YOUR INSTRUCTIONS – Nothing in the data should change when you return it, but leave the pictures out.

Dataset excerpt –
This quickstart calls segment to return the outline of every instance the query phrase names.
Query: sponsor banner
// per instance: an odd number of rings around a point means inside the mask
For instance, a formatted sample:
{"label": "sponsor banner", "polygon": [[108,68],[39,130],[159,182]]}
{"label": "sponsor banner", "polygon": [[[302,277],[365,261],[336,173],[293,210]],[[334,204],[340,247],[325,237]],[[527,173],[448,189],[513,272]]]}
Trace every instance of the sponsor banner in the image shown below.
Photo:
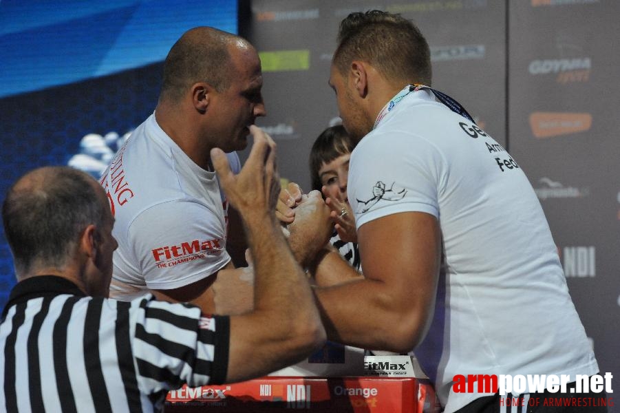
{"label": "sponsor banner", "polygon": [[432,1],[414,1],[397,3],[385,6],[390,13],[423,13],[429,12],[448,12],[463,9],[477,9],[487,7],[487,0],[433,0]]}
{"label": "sponsor banner", "polygon": [[166,412],[424,413],[438,405],[431,386],[413,378],[263,377],[171,391]]}
{"label": "sponsor banner", "polygon": [[431,47],[431,61],[484,59],[484,45],[458,45]]}
{"label": "sponsor banner", "polygon": [[261,125],[261,129],[276,140],[299,139],[301,135],[295,130],[296,124],[295,121],[288,120],[276,125]]}
{"label": "sponsor banner", "polygon": [[259,11],[253,10],[257,21],[290,21],[296,20],[313,20],[319,19],[319,9],[300,10]]}
{"label": "sponsor banner", "polygon": [[592,4],[600,0],[532,0],[532,7],[542,6],[571,6],[575,4]]}
{"label": "sponsor banner", "polygon": [[594,277],[597,275],[597,248],[593,245],[558,247],[566,278]]}
{"label": "sponsor banner", "polygon": [[576,134],[592,127],[592,115],[588,113],[534,112],[530,115],[530,127],[539,139]]}
{"label": "sponsor banner", "polygon": [[564,186],[561,182],[554,181],[546,176],[541,178],[538,182],[540,184],[538,187],[534,188],[534,191],[539,200],[578,198],[590,195],[590,188]]}
{"label": "sponsor banner", "polygon": [[555,75],[558,83],[573,83],[589,81],[591,68],[589,57],[549,59],[532,61],[528,72],[532,76]]}
{"label": "sponsor banner", "polygon": [[260,52],[261,67],[266,72],[290,72],[310,69],[310,50]]}

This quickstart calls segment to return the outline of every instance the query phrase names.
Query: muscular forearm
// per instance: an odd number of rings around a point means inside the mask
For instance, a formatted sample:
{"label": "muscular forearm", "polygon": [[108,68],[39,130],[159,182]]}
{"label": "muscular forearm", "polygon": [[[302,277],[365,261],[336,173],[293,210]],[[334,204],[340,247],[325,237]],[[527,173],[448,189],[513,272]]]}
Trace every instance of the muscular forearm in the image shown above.
{"label": "muscular forearm", "polygon": [[317,288],[314,293],[330,340],[403,353],[412,350],[426,332],[421,303],[413,297],[399,300],[381,281],[358,279]]}
{"label": "muscular forearm", "polygon": [[319,253],[319,259],[310,264],[308,268],[314,284],[319,287],[335,286],[363,277],[331,245]]}

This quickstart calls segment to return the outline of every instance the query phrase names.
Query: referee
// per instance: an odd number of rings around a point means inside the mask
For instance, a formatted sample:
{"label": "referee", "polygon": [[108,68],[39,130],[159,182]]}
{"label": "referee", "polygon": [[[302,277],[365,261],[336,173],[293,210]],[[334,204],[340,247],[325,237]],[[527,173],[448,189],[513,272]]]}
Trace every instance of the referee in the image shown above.
{"label": "referee", "polygon": [[251,131],[239,175],[223,152],[211,153],[255,257],[255,310],[244,315],[206,316],[150,295],[107,298],[117,244],[97,182],[52,167],[12,187],[2,215],[19,282],[0,324],[0,411],[160,411],[184,383],[249,379],[322,345],[308,282],[275,222],[275,145]]}

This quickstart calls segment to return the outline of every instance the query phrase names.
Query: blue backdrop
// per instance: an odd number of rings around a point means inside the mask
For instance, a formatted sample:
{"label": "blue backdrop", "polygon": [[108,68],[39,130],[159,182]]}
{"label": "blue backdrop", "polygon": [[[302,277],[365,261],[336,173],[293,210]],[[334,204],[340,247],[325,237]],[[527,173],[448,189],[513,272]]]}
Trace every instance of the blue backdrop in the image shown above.
{"label": "blue backdrop", "polygon": [[[36,167],[96,174],[154,109],[162,62],[198,25],[237,33],[237,1],[0,1],[1,198]],[[15,276],[0,231],[1,308]]]}

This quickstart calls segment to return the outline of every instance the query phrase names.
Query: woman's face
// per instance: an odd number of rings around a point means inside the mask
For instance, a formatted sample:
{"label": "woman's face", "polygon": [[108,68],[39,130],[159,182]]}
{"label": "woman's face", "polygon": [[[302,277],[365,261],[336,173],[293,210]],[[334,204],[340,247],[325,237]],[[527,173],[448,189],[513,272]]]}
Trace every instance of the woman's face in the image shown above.
{"label": "woman's face", "polygon": [[349,177],[350,157],[350,153],[341,155],[330,162],[323,163],[319,169],[319,178],[321,183],[327,187],[329,196],[341,201],[348,201],[347,179]]}

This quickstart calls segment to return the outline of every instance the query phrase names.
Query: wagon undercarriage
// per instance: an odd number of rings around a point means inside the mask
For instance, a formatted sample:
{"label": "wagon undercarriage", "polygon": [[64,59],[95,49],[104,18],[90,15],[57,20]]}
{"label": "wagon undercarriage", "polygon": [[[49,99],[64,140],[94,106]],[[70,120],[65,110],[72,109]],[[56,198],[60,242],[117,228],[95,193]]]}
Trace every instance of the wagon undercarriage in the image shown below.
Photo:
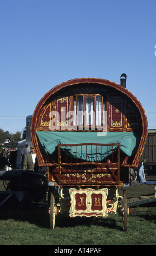
{"label": "wagon undercarriage", "polygon": [[122,191],[121,196],[118,194],[121,185],[120,146],[95,143],[58,145],[58,163],[55,168],[49,168],[49,175],[51,175],[52,180],[59,185],[53,187],[49,195],[51,228],[55,228],[56,218],[65,212],[72,218],[106,218],[114,212],[121,216],[123,230],[127,230],[129,211],[126,191]]}

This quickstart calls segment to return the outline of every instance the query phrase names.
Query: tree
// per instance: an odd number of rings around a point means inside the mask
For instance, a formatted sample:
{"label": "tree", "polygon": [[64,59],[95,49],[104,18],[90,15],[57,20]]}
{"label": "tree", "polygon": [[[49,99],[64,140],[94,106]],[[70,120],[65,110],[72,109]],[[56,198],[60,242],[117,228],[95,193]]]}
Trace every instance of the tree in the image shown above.
{"label": "tree", "polygon": [[21,141],[21,132],[19,131],[16,132],[16,133],[13,134],[12,136],[12,139],[14,142],[17,142],[19,141]]}
{"label": "tree", "polygon": [[9,131],[6,131],[6,132],[5,132],[5,135],[6,135],[6,139],[9,139],[9,141],[11,141],[11,137],[12,137],[12,133],[10,133],[10,132],[9,132]]}
{"label": "tree", "polygon": [[0,128],[0,143],[4,143],[5,139],[7,139],[6,135],[3,129]]}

WORKED ANSWER –
This quickstart calls segment to return the outline of every instance the query phrase names.
Query: sponsor banner
// per instance: an odd number of rings around a point means inside the mask
For instance, a formatted sample:
{"label": "sponsor banner", "polygon": [[108,68],[39,130],[159,182]]}
{"label": "sponsor banner", "polygon": [[[302,277],[365,261],[336,173],[293,210]],[[334,204],[340,247],[325,237]],[[527,173],[448,189],[513,272]]]}
Trace every instance of the sponsor banner in the image shown below.
Photo:
{"label": "sponsor banner", "polygon": [[432,1],[414,1],[397,3],[385,6],[390,13],[423,13],[429,12],[448,12],[463,9],[477,9],[487,7],[487,0],[433,0]]}
{"label": "sponsor banner", "polygon": [[166,412],[424,413],[438,405],[431,386],[413,378],[263,377],[171,391]]}
{"label": "sponsor banner", "polygon": [[431,47],[431,61],[484,59],[484,45],[458,45]]}
{"label": "sponsor banner", "polygon": [[261,125],[261,129],[276,140],[299,139],[301,135],[295,130],[296,124],[295,121],[288,120],[276,125]]}
{"label": "sponsor banner", "polygon": [[259,11],[253,10],[257,21],[290,21],[296,20],[313,20],[319,19],[319,9],[300,10]]}
{"label": "sponsor banner", "polygon": [[592,4],[600,0],[532,0],[532,7],[542,6],[571,6],[575,4]]}
{"label": "sponsor banner", "polygon": [[594,277],[597,275],[597,248],[593,245],[558,247],[566,278]]}
{"label": "sponsor banner", "polygon": [[576,134],[592,127],[592,115],[588,113],[534,112],[530,115],[530,127],[539,139]]}
{"label": "sponsor banner", "polygon": [[564,186],[561,182],[554,181],[546,176],[541,178],[538,182],[540,184],[538,187],[534,188],[534,191],[539,200],[578,198],[590,195],[590,188]]}
{"label": "sponsor banner", "polygon": [[555,75],[558,83],[573,83],[589,81],[591,68],[589,57],[549,59],[532,61],[528,72],[532,76]]}
{"label": "sponsor banner", "polygon": [[260,52],[261,67],[266,72],[290,72],[310,69],[310,50]]}

This quickstart calls segment to return the outline of every instance the query phrase names.
Query: muscular forearm
// per instance: an odd number of rings around a point means inside the mask
For instance, a formatted sample:
{"label": "muscular forearm", "polygon": [[108,68],[39,130],[159,182]]}
{"label": "muscular forearm", "polygon": [[[302,277],[365,261],[336,173],[293,210]],[[334,204],[340,247],[325,237]],[[527,173],[448,189],[513,272]]]}
Trace every instance of the muscular forearm in the image shown above.
{"label": "muscular forearm", "polygon": [[317,288],[314,293],[330,340],[403,353],[412,350],[426,332],[421,303],[413,297],[399,300],[381,281],[358,279]]}
{"label": "muscular forearm", "polygon": [[319,253],[319,259],[310,264],[308,268],[314,284],[319,287],[335,286],[363,277],[331,245]]}

This quickstart calls segment to return the outline of every instance the query phrase names.
Query: referee
// per instance: an odd number of rings around a point means inside the mask
For instance, a formatted sample:
{"label": "referee", "polygon": [[108,68],[39,130],[159,182]]}
{"label": "referee", "polygon": [[[302,277],[365,261],[336,173],[293,210]],[[334,204],[340,247],[325,237]],[[527,173],[448,189],[513,272]]]}
Trace every instance of the referee in the image shown above.
{"label": "referee", "polygon": [[251,131],[239,175],[223,152],[211,153],[255,257],[255,310],[244,315],[206,316],[150,295],[107,298],[117,244],[97,182],[52,167],[12,187],[2,215],[19,282],[0,324],[0,411],[160,411],[184,383],[249,379],[322,345],[308,282],[275,222],[275,145]]}

This quickstart calls segment to return the outline of every instance the query phrase names.
Query: blue backdrop
// per instance: an odd number of rings around a point means inside the mask
For instance, a formatted sample:
{"label": "blue backdrop", "polygon": [[108,68],[39,130],[159,182]]}
{"label": "blue backdrop", "polygon": [[[302,277],[365,261],[336,173],[293,210]],[[334,204],[340,247],[325,237]],[[527,173],[448,189],[513,272]]]}
Trace every instance of the blue backdrop in the image shown above.
{"label": "blue backdrop", "polygon": [[[36,167],[96,174],[154,109],[162,62],[198,25],[237,33],[237,1],[0,1],[1,198]],[[15,276],[0,231],[1,308]]]}

This quickstart calls segment to return the outline of every instance the query phrase names.
Query: woman's face
// per instance: an odd number of rings around a point means inside the mask
For instance, a formatted sample:
{"label": "woman's face", "polygon": [[108,68],[39,130],[159,182]]}
{"label": "woman's face", "polygon": [[[302,277],[365,261],[336,173],[293,210]],[[334,204],[340,247],[325,237]],[[527,173],[448,189],[513,272]]]}
Trace every instance of the woman's face in the image shown above.
{"label": "woman's face", "polygon": [[349,177],[350,157],[350,153],[341,155],[330,162],[323,163],[319,169],[319,178],[321,183],[327,187],[329,196],[341,201],[348,201],[347,179]]}

This quickstart calls segment to return the outline of every instance the query phrase names.
Query: wagon undercarriage
// per instance: an odd number of rings around a point means inside the mask
For instance, a formatted sample:
{"label": "wagon undercarriage", "polygon": [[64,59],[95,49],[104,18],[90,15],[57,20]]}
{"label": "wagon undercarriage", "polygon": [[[49,99],[64,140],[94,106]],[[70,120],[65,110],[72,109]],[[56,198],[60,242],[117,228],[95,193]]]}
Trace every instance of the wagon undercarriage in the image shown below.
Photo:
{"label": "wagon undercarriage", "polygon": [[122,191],[121,196],[118,194],[121,185],[120,146],[95,143],[58,145],[58,163],[55,168],[49,168],[49,175],[51,175],[52,180],[59,185],[53,187],[49,195],[51,228],[55,228],[56,218],[65,212],[72,218],[106,218],[114,212],[121,216],[123,230],[127,230],[129,211],[126,191]]}

This quickstart calls segment to return the outline of every instance the query phrase names.
Query: tree
// per instance: an odd number of rings around a point means inside the mask
For instance, a formatted sample:
{"label": "tree", "polygon": [[64,59],[95,49],[104,18],[90,15],[57,20]]}
{"label": "tree", "polygon": [[[49,99],[64,140],[94,106]],[[70,120],[65,110],[72,109]],[[56,198],[60,242],[117,228],[95,193]]]}
Trace every instance of the tree in the image shown above.
{"label": "tree", "polygon": [[21,141],[21,132],[19,131],[16,132],[16,133],[13,134],[12,136],[12,139],[14,142],[17,142],[19,141]]}
{"label": "tree", "polygon": [[9,131],[6,131],[6,132],[5,132],[5,135],[6,135],[6,139],[9,139],[9,141],[11,141],[11,137],[12,137],[12,133],[10,133],[10,132],[9,132]]}
{"label": "tree", "polygon": [[0,128],[0,143],[4,143],[5,139],[7,139],[6,135],[3,129]]}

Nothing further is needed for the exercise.